◆ **ACTIVITY**:
Return, word for word, the line containing "man in dark" and every line after it through the last line of the records below.

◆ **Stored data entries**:
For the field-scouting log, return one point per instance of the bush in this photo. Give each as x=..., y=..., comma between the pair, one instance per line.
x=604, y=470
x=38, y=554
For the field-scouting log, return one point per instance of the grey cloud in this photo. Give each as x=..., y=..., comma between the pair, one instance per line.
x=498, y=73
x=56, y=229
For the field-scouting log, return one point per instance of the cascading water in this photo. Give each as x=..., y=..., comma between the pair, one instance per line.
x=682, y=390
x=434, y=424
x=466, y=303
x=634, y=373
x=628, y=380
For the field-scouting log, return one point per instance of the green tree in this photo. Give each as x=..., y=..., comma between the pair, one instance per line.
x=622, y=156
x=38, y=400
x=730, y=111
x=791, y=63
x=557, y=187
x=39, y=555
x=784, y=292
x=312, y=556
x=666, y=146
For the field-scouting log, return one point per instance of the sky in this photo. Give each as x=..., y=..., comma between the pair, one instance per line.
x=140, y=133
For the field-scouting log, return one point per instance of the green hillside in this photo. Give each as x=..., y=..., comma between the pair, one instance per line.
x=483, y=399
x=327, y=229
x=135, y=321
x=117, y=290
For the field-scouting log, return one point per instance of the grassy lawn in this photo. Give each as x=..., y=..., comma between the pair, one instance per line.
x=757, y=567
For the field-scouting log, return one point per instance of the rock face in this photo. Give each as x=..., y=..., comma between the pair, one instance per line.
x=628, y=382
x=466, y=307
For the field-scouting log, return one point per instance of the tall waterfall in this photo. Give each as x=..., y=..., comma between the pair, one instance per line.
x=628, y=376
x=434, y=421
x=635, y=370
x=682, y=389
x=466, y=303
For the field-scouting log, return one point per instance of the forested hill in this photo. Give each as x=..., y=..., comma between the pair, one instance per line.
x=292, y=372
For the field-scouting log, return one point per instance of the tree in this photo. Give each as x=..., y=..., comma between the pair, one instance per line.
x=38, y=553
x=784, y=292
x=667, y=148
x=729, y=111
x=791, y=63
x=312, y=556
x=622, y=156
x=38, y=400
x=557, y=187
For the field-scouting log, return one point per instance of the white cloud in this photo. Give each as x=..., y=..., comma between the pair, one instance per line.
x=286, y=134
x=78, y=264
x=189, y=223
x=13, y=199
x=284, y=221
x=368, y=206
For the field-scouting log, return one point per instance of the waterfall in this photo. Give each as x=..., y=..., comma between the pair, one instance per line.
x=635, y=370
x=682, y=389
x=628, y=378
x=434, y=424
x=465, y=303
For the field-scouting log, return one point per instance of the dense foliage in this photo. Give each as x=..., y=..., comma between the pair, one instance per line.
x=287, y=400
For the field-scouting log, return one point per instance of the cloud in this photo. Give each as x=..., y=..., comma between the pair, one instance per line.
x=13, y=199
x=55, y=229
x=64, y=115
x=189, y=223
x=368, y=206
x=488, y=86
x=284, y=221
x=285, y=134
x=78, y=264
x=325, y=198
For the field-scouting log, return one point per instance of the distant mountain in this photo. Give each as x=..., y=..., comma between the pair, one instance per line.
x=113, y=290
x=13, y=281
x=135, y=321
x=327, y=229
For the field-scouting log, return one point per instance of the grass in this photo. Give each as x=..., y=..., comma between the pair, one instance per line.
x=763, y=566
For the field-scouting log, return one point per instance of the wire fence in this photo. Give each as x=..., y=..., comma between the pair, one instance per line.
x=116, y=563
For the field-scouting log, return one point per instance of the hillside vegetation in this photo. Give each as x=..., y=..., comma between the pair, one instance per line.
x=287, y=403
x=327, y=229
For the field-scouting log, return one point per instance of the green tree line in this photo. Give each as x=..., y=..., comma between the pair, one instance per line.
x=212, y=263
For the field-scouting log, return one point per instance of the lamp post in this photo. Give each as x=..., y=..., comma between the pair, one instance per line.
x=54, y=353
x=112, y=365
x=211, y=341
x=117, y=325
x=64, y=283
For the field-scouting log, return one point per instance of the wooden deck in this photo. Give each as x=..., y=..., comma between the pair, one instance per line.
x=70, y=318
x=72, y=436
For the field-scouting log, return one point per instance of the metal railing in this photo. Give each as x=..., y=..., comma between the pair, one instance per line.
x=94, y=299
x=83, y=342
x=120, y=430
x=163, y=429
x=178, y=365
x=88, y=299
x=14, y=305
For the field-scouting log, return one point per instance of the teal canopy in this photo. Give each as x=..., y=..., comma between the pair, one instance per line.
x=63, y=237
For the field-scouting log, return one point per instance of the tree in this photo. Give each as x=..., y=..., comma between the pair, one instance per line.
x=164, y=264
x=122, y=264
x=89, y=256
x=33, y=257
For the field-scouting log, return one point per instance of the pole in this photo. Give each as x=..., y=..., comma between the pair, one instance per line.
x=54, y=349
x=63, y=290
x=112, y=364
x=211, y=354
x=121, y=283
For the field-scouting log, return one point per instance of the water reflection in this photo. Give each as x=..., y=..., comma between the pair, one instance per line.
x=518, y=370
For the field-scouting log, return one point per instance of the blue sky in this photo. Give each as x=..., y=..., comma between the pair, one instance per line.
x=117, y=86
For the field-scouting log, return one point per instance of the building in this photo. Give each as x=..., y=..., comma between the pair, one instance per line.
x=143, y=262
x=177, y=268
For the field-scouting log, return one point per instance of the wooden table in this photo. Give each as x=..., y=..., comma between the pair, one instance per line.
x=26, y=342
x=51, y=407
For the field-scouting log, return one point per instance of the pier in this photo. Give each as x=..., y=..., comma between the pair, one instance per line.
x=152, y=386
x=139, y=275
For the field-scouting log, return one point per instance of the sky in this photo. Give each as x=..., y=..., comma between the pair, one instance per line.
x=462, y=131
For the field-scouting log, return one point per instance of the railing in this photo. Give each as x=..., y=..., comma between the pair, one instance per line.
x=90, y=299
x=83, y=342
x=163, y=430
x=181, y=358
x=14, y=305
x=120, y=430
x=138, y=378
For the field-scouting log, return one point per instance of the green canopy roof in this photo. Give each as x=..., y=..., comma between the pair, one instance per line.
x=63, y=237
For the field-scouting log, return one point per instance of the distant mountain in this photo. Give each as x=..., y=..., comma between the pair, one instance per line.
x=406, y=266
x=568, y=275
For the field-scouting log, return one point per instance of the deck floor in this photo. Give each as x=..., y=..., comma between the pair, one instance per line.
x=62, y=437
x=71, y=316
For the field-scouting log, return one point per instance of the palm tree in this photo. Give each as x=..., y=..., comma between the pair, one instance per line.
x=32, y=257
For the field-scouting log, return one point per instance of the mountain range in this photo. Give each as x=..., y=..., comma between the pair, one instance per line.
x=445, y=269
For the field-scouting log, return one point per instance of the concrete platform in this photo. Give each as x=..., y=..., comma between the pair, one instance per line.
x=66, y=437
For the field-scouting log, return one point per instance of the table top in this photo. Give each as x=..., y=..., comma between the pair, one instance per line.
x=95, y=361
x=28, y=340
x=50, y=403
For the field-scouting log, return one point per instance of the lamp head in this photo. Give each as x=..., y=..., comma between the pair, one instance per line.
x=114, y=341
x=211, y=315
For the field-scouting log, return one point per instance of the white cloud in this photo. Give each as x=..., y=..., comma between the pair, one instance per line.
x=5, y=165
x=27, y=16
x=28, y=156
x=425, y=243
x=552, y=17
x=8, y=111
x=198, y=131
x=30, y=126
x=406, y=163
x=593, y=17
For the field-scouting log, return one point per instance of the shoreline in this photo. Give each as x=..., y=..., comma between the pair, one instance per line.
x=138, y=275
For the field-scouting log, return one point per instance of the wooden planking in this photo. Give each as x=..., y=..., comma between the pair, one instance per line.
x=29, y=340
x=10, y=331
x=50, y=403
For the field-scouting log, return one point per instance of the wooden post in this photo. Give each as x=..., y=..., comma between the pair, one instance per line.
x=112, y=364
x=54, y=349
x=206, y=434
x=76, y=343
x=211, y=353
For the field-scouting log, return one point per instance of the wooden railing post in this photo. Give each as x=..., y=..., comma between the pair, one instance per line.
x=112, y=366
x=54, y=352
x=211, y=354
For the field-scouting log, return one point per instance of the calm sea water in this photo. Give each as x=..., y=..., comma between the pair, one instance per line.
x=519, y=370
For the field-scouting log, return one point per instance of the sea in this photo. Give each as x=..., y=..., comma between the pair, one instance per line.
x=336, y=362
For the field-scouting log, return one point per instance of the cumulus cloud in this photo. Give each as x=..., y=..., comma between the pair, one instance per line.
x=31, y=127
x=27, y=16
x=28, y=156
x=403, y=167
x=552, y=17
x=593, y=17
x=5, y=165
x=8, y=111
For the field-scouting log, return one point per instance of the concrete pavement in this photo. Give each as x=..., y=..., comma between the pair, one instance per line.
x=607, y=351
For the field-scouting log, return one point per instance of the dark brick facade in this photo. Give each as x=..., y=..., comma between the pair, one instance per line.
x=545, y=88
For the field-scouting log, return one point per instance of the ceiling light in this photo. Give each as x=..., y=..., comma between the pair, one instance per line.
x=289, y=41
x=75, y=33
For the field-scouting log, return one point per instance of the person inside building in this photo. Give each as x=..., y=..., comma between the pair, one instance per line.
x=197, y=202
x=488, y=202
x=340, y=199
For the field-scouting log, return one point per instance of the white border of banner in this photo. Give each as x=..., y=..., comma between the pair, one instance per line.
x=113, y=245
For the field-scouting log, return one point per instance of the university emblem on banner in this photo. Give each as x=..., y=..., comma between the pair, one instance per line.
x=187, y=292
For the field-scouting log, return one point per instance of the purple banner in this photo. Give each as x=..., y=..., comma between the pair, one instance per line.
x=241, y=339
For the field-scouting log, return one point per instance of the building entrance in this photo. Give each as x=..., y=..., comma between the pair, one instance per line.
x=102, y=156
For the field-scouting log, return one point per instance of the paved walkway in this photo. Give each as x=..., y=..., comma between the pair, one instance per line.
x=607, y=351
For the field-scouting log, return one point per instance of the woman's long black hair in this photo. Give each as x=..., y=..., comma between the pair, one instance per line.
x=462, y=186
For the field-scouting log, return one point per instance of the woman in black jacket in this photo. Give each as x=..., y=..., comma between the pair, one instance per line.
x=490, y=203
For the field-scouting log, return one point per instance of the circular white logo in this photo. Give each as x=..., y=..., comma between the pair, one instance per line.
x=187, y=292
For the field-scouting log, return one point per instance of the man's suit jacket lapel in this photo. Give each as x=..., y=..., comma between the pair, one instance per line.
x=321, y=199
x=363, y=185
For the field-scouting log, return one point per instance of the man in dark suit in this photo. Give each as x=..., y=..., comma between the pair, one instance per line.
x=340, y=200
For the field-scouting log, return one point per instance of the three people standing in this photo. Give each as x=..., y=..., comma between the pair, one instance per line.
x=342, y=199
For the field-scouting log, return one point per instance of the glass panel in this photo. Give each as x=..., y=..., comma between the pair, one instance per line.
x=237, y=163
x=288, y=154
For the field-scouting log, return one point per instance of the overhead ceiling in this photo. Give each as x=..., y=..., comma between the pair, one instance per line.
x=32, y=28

◆ **OUTPUT OF THE EXERCISE**:
For the field-scouting log, return one point per instance of the man in dark suit in this photo. Give each as x=..., y=..., comma between the pair, one instance per line.
x=340, y=200
For the field-scouting log, return one point per instance of the three people standing in this photo. Give each as x=..., y=..., comma between the pair, one instance per line.
x=342, y=199
For the field-scouting log, return one point per instance of the glass panel in this photo. Give each as x=..., y=..., comma between the pair, one instance per line.
x=237, y=163
x=288, y=154
For the field-scouting log, return one point per instance of the overhead ceiling in this photo. Give each as x=..., y=..., comma between the pair, one instance per line.
x=32, y=28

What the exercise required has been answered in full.